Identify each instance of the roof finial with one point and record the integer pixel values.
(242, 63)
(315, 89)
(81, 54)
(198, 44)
—————
Given exercise
Extract every entry above and reproduce each of its lines verbatim, with no changes.

Output for this task
Identify each instance of the roof finial with one point and record the integer pixel values.
(242, 63)
(315, 89)
(81, 54)
(198, 44)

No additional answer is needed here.